Any integer between 0 and Integer.MAX_VALUE. 0 means
Integer.MAX_VALUE. Default is 0.
-->
<max-size>0</max-size>
<!--
Maximum number of seconds for each entry to stay in the near cache. Entries that are
older than <time-to-live-seconds> will get automatically evicted from the near cache.
Any integer between 0 and Integer.MAX_VALUE. 0 means infinite. Default is 0.
-->
<time-to-live-seconds>0</time-to-live-seconds>
<!--
Maximum number of seconds each entry can stay in the near cache as untouched (not-read).
Entries that are not read (touched) more than <max-idle-seconds> value will get removed
from the near cache.
Any integer between 0 and Integer.MAX_VALUE. 0 means
Integer.MAX_VALUE. Default is 0.
-->
<max-idle-seconds>0</max-idle-seconds>
<!--
Valid values are:
NONE (no extra eviction, <time-to-live-seconds> may still apply),
LRU (Least Recently Used),
LFU (Least Frequently Used).
NONE is the default.
Regardless of the eviction policy used, <time-to-live-seconds> will still apply.
-->
<eviction-policy>NONE</eviction-policy>
<!--
Should the cached entries get evicted if the entries are changed (updated or removed).
true of false. Default is true.
-->
<invalidate-on-change>true</invalidate-on-change>
<!--
You may want also local entries to be cached.
This is useful when in memory format for near cache is different than the map's one.
By default it is disabled.

**Prompt 1:**
Answer these from the near cache configuration excerpt:
(a) Which eviction policy is the default?
(b) What does LFU stand for?
(c) What is the default value for invalidate-on-change?
**Prompt 2:** Please output everything in the near cache configuration excerpt from "Entries that are not" down to "is the default.", copied without any changes.

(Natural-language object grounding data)
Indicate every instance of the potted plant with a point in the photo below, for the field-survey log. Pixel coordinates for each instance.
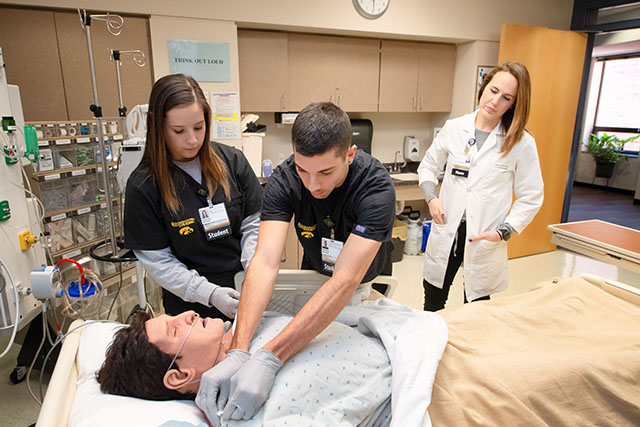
(606, 150)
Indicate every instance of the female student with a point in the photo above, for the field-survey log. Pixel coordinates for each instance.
(192, 205)
(489, 156)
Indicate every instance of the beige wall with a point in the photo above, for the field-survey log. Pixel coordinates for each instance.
(165, 28)
(477, 31)
(455, 20)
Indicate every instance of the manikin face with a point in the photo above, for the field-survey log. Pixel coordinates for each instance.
(323, 173)
(202, 349)
(184, 130)
(498, 96)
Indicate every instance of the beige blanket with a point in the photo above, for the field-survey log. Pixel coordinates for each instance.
(564, 354)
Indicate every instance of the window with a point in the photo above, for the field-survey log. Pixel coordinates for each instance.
(618, 107)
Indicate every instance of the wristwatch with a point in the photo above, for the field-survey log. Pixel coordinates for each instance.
(505, 232)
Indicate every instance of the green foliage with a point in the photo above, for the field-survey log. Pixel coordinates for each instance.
(607, 148)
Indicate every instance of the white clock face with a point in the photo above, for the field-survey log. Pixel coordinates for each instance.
(371, 9)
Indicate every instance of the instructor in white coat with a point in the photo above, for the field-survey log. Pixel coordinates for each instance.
(487, 156)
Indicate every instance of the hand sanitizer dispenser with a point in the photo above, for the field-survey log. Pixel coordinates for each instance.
(411, 149)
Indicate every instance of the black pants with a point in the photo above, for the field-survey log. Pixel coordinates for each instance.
(435, 298)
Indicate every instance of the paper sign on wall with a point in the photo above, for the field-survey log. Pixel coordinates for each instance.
(225, 107)
(204, 61)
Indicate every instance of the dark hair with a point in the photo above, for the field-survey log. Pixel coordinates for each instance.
(515, 118)
(320, 127)
(135, 367)
(176, 90)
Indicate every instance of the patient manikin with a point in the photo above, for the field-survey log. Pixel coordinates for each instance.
(163, 358)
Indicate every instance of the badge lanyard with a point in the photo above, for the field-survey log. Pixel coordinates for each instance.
(470, 143)
(330, 249)
(327, 221)
(214, 219)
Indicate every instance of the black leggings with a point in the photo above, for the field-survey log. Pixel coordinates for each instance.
(434, 297)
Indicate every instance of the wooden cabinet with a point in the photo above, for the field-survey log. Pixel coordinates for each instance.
(286, 72)
(416, 76)
(559, 86)
(263, 65)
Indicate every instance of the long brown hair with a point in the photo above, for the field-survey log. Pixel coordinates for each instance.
(172, 91)
(515, 118)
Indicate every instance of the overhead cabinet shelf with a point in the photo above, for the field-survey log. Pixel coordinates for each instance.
(287, 71)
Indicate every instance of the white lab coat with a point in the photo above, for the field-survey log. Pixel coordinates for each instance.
(485, 195)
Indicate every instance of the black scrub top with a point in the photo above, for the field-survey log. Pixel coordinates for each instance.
(149, 225)
(363, 205)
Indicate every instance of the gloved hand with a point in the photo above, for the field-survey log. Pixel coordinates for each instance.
(226, 300)
(214, 385)
(251, 385)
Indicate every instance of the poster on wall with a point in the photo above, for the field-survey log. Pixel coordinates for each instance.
(482, 71)
(225, 107)
(204, 61)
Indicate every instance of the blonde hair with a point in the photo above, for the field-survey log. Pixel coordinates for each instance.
(172, 91)
(515, 118)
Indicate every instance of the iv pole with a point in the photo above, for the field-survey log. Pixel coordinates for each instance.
(140, 60)
(114, 28)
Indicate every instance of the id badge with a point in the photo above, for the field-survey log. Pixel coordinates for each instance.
(461, 168)
(215, 221)
(330, 250)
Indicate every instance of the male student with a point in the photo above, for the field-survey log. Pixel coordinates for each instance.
(343, 205)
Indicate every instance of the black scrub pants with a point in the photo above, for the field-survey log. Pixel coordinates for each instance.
(434, 297)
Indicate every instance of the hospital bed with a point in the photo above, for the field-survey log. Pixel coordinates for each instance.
(565, 353)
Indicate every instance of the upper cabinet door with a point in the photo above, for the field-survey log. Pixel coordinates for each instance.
(435, 81)
(312, 65)
(263, 65)
(357, 74)
(399, 65)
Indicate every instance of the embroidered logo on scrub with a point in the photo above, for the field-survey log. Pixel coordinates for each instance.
(183, 225)
(307, 230)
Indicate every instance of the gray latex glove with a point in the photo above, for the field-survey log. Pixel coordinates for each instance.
(226, 300)
(214, 385)
(251, 385)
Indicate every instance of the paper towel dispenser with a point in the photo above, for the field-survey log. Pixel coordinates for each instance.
(362, 134)
(411, 149)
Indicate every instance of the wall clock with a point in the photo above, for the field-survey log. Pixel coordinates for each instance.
(371, 9)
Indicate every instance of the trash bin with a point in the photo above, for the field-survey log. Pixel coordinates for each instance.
(399, 237)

**Answer space 1:**
(a) NONE
(b) Least Frequently Used
(c) true

**Answer space 2:**
Entries that are not read (touched) more than <max-idle-seconds> value will get removed
from the near cache.
Any integer between 0 and Integer.MAX_VALUE. 0 means
Integer.MAX_VALUE. Default is 0.
-->
<max-idle-seconds>0</max-idle-seconds>
<!--
Valid values are:
NONE (no extra eviction, <time-to-live-seconds> may still apply),
LRU (Least Recently Used),
LFU (Least Frequently Used).
NONE is the default.